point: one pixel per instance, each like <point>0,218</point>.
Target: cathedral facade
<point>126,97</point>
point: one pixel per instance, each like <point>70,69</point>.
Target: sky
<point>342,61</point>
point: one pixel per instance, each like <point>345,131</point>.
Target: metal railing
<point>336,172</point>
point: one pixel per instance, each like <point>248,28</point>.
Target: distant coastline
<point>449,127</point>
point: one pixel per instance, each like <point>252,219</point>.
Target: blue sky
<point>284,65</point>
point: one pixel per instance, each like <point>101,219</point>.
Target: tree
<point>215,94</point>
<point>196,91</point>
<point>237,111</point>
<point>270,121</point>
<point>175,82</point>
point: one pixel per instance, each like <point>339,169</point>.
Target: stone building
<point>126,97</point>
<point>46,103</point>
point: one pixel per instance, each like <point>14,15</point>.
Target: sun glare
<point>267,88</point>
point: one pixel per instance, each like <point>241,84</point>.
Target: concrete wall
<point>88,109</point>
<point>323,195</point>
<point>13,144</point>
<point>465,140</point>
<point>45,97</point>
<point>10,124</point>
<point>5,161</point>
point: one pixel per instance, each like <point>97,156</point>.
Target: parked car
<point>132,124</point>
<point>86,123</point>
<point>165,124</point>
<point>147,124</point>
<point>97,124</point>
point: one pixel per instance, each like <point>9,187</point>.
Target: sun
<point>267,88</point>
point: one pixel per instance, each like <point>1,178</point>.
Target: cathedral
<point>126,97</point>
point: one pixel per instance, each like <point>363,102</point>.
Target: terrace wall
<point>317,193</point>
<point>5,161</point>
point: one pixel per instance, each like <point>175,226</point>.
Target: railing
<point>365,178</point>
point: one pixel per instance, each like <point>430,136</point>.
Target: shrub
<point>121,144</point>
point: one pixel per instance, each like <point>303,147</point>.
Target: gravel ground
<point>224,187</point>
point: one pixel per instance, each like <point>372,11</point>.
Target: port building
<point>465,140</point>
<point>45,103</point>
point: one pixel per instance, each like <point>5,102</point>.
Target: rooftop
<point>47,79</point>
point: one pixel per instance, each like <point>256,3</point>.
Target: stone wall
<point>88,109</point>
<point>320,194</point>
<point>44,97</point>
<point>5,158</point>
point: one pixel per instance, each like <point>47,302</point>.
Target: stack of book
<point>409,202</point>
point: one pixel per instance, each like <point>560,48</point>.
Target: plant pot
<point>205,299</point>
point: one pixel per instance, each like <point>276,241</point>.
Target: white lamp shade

(Problem details) Put all of the lines above into a numbered list, leaving out any blank lines.

(Answer to this task)
1. point: one pixel per instance, each like <point>0,218</point>.
2. Target: cathedral facade
3. <point>126,97</point>
4. point: one pixel per instance, each like <point>70,69</point>.
5. Target: sky
6. <point>342,61</point>
7. point: one pixel per instance, each like <point>345,131</point>.
8. Target: metal railing
9. <point>336,172</point>
10. point: one pixel per instance, each like <point>248,28</point>.
11. Target: distant coastline
12. <point>449,127</point>
13. point: one pixel per instance, each like <point>252,219</point>.
14. Target: blue sky
15. <point>284,65</point>
16. point: one pixel per instance, each like <point>101,219</point>.
17. Target: tree
18. <point>215,94</point>
19. <point>196,91</point>
20. <point>237,111</point>
21. <point>270,121</point>
22. <point>175,82</point>
23. point: one pixel per instance, each like <point>339,169</point>.
24. Target: stone building
25. <point>126,97</point>
26. <point>46,103</point>
27. point: one pixel per instance, each like <point>14,15</point>.
28. Target: sun glare
29. <point>267,88</point>
30. point: one pixel per instance, each like <point>241,84</point>.
31. Target: concrete wall
32. <point>88,109</point>
33. <point>323,195</point>
34. <point>13,144</point>
35. <point>465,140</point>
36. <point>45,97</point>
37. <point>10,124</point>
38. <point>5,161</point>
39. point: one pixel per instance, each like <point>97,156</point>.
40. Target: parked car
41. <point>132,124</point>
42. <point>86,123</point>
43. <point>165,124</point>
44. <point>147,124</point>
45. <point>97,124</point>
46. point: one pixel per instance, each like <point>9,187</point>.
47. Target: sun
48. <point>267,88</point>
49. point: one pixel per instance, each like <point>1,178</point>.
50. Target: cathedral
51. <point>126,97</point>
52. point: one pixel per instance, each like <point>363,102</point>.
53. Target: terrace wall
54. <point>317,193</point>
55. <point>5,161</point>
56. point: one pixel per instance, each like <point>175,226</point>.
57. Target: railing
58. <point>365,178</point>
59. point: one pixel per instance, each like <point>430,136</point>.
60. Target: shrub
61. <point>121,144</point>
62. point: one pixel per instance, each like <point>303,147</point>.
63. Target: gravel ground
64. <point>224,187</point>
65. point: one pixel per instance, each like <point>372,11</point>.
66. Target: port building
67. <point>465,140</point>
68. <point>45,103</point>
69. point: one pixel per instance, each like <point>5,102</point>.
70. Target: rooftop
71. <point>47,79</point>
72. point: one pixel per instance, each like <point>256,3</point>.
73. Target: stone wall
74. <point>88,109</point>
75. <point>320,194</point>
76. <point>44,97</point>
77. <point>5,158</point>
78. point: one pixel per instance, each like <point>47,302</point>.
79. Target: stack of book
80. <point>409,202</point>
81. point: one pixel per instance, each like <point>560,48</point>.
82. Target: plant pot
83. <point>205,299</point>
84. point: one pixel per instance, each like <point>276,241</point>.
85. Target: white lamp shade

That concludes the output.